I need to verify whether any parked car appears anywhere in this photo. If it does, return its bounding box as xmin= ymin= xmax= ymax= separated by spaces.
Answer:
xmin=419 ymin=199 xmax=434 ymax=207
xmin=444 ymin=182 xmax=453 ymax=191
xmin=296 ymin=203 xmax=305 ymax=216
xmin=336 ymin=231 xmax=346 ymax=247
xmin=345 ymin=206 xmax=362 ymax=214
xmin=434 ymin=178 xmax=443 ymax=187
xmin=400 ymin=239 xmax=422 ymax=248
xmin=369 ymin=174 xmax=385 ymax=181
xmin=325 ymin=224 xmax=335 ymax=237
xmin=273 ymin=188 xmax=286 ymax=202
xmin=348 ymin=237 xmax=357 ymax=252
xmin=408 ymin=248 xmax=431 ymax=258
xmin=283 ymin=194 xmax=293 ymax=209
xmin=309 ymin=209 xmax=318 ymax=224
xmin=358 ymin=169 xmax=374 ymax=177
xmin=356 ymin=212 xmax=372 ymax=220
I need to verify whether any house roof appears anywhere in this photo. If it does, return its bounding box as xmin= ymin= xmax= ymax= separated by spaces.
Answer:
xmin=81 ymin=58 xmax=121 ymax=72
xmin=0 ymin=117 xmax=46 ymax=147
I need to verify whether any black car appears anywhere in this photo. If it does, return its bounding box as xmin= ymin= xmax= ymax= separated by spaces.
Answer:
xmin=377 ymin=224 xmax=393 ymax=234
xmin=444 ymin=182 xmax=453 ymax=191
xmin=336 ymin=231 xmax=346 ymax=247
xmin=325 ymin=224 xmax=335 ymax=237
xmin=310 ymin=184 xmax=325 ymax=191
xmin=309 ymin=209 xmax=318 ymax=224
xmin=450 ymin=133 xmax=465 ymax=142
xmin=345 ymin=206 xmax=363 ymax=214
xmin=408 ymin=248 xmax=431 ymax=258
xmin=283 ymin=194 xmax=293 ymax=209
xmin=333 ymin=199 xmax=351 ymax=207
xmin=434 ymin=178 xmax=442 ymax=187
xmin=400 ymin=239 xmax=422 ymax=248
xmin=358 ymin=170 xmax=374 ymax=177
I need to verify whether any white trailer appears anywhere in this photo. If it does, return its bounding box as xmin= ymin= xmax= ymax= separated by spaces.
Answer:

^^^^

Copy every line of the records above word for word, with none left out and nothing changed.

I need to verify whether any parked car appears anywhere in this photo. If it does, return its bounding box as xmin= ymin= xmax= ymax= separated by spaces.
Answer:
xmin=419 ymin=199 xmax=434 ymax=207
xmin=444 ymin=182 xmax=453 ymax=191
xmin=296 ymin=203 xmax=305 ymax=216
xmin=336 ymin=231 xmax=346 ymax=247
xmin=345 ymin=206 xmax=362 ymax=214
xmin=434 ymin=178 xmax=443 ymax=187
xmin=400 ymin=239 xmax=422 ymax=248
xmin=369 ymin=174 xmax=385 ymax=181
xmin=325 ymin=224 xmax=335 ymax=237
xmin=273 ymin=188 xmax=286 ymax=202
xmin=348 ymin=237 xmax=357 ymax=252
xmin=408 ymin=248 xmax=431 ymax=258
xmin=283 ymin=194 xmax=293 ymax=209
xmin=309 ymin=209 xmax=318 ymax=224
xmin=358 ymin=169 xmax=374 ymax=177
xmin=356 ymin=212 xmax=372 ymax=220
I need to verify whether any house roof appears anywhere in this photo. If it does, return its bounding box as xmin= ymin= xmax= ymax= separated by spaces.
Answer:
xmin=81 ymin=58 xmax=121 ymax=72
xmin=0 ymin=117 xmax=46 ymax=147
I need to verify whether any black car appears anywhere in this photo. If it does, return its bounding box as xmin= ymin= xmax= ymax= separated by spaces.
Answer:
xmin=377 ymin=224 xmax=393 ymax=234
xmin=444 ymin=182 xmax=453 ymax=191
xmin=336 ymin=231 xmax=346 ymax=247
xmin=325 ymin=224 xmax=335 ymax=237
xmin=310 ymin=184 xmax=325 ymax=191
xmin=309 ymin=209 xmax=318 ymax=224
xmin=450 ymin=133 xmax=465 ymax=142
xmin=345 ymin=206 xmax=363 ymax=214
xmin=408 ymin=248 xmax=431 ymax=258
xmin=283 ymin=194 xmax=293 ymax=209
xmin=333 ymin=199 xmax=351 ymax=207
xmin=434 ymin=178 xmax=442 ymax=187
xmin=400 ymin=239 xmax=422 ymax=248
xmin=358 ymin=170 xmax=374 ymax=177
I need to verify whether any white trailer appears anywhere in this photo. If it does, return its bounding box as xmin= ymin= xmax= ymax= separated by spaces.
Answer:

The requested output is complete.